**Direction:** Copy each of the following rows word for word, with no changes.

**Dataset excerpt:**
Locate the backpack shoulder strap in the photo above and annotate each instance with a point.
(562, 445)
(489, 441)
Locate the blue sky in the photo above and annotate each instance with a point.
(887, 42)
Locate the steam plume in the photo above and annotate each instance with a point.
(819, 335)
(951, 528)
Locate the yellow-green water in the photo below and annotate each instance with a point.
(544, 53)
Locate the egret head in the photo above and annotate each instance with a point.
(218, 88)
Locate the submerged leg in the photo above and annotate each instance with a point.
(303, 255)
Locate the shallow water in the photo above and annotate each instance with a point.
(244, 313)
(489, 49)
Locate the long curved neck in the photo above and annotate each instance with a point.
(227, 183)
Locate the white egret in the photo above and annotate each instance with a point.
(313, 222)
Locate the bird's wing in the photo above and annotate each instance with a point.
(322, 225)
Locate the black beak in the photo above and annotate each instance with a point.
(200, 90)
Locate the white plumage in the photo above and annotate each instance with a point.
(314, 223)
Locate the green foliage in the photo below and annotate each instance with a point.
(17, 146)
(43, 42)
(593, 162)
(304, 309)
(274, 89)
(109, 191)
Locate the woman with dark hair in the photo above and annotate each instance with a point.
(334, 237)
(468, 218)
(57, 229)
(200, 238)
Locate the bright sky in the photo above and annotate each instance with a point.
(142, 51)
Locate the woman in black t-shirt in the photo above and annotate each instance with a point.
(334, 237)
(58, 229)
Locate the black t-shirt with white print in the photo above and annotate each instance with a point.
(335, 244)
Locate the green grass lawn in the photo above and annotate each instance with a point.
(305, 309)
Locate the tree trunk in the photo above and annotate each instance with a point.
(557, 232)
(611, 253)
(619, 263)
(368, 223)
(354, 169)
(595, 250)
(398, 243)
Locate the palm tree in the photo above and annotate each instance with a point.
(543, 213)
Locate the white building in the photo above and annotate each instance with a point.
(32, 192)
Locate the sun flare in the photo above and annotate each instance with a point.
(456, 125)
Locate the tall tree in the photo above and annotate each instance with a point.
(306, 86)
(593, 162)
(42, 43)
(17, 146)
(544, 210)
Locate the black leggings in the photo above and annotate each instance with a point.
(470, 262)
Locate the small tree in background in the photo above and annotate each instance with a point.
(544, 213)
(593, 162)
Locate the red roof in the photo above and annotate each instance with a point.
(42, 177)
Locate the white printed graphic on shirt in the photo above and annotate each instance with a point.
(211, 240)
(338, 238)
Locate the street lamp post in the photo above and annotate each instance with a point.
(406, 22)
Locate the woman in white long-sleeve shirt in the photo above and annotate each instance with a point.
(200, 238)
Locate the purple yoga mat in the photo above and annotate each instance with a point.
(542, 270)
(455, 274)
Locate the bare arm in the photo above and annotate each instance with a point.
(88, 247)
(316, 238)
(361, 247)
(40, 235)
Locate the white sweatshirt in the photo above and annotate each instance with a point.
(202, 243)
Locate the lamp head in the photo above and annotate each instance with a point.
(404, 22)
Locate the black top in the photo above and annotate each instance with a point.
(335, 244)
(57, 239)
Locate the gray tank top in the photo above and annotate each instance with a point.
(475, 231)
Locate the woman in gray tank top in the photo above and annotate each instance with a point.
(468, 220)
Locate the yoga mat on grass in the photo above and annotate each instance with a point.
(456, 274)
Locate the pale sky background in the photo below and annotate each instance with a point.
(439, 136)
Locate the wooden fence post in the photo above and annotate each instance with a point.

**Response:**
Locate the backpack shoulder strap in the photo above and annotate each instance with a point.
(562, 445)
(489, 441)
Locate the blue sky in the photo above and annotate each instance with a point.
(887, 42)
Locate the steam plume in the photo above and annotate each instance with a point.
(819, 335)
(951, 528)
Locate the yellow-green water in the photo below and annotate each instance with a point.
(544, 53)
Locate the egret head in the photo above and annotate each instance with a point.
(218, 88)
Locate the submerged leg in the photo above and annotate each instance with a point.
(303, 255)
Locate the shallow water in the photo above and annotate each instance with a point.
(244, 313)
(489, 49)
Locate the long curved neck in the photo above and annotate each instance with a point.
(227, 183)
Locate the white egret in the photo above and annotate each instance with a point.
(313, 222)
Locate the bird's wing in the photo above and annotate each instance with a point.
(322, 225)
Locate the black beak in the photo above and annotate each instance with a point.
(200, 90)
Locate the white plumage in the photo above and annotate each instance with a point.
(314, 223)
Locate the green foliage in the photo below and annotate each instance with a point.
(17, 146)
(43, 42)
(593, 162)
(304, 309)
(274, 89)
(109, 191)
Locate the woman with dark hair in the photo above and annotate each instance with a point.
(334, 237)
(468, 218)
(57, 229)
(200, 238)
Locate the bright sky in the photo above and annotate each instance with a point.
(142, 51)
Locate the woman in black t-shirt in the photo above and annotate each instance with a point.
(334, 237)
(58, 229)
Locate the black t-shirt with white print in the photo above and annotate each instance with a point.
(335, 244)
Locate the green grass lawn in the photo above and annotate each instance with a point.
(305, 309)
Locate the tree trunk in the photo above and annotate each instance with a point.
(557, 232)
(611, 253)
(619, 263)
(368, 223)
(354, 169)
(595, 250)
(398, 243)
Locate the palm tree in the photo above and annotate each instance with a point.
(543, 213)
Locate the white building in the photo above and annotate each instance with a point.
(32, 192)
Locate the sun flare in the photo above and annotate each instance with a point.
(456, 125)
Locate the tall tree in the photo above and annotate each instance with a point.
(306, 86)
(593, 162)
(42, 43)
(17, 146)
(544, 210)
Locate the black leggings in the photo above and annotate each instance with a point.
(470, 262)
Locate the small tree in background in the photo above and annotate each instance with a point.
(544, 213)
(593, 162)
Locate the red roof in the photo above and annotate each instance with a point.
(42, 177)
Locate the white printed graphic on shirt in the photo above and annotate each instance with a point.
(211, 240)
(338, 238)
Locate the street lamp post in the photo above and annotate each instance with a point.
(406, 22)
Locate the woman in white long-sleeve shirt in the photo above and annotate each instance with a point.
(200, 238)
Locate the purple yoga mat in the photo above and annotate each instance with a point.
(542, 270)
(455, 274)
Locate the bare arm in the photo above and annotate each instance with a point.
(88, 247)
(316, 238)
(361, 247)
(40, 235)
Locate the white sweatshirt in the photo above and annotate each instance with a point.
(202, 243)
Locate the lamp head in the photo above and annotate each instance with a point.
(404, 22)
Locate the black top in the photo above and annotate each instance with a point.
(335, 244)
(57, 239)
Locate the gray tank top in the photo above and annotate each instance with a point.
(475, 231)
Locate the woman in gray tank top in the photo above and annotate each instance with a point.
(468, 220)
Locate the yoga mat on grass in the photo above and annotate each instance with a point.
(456, 274)
Locate the pale sky background in the photo below and annotate each instance with a point.
(439, 136)
Locate the wooden fence post in the photo above and annotate each instance with a point.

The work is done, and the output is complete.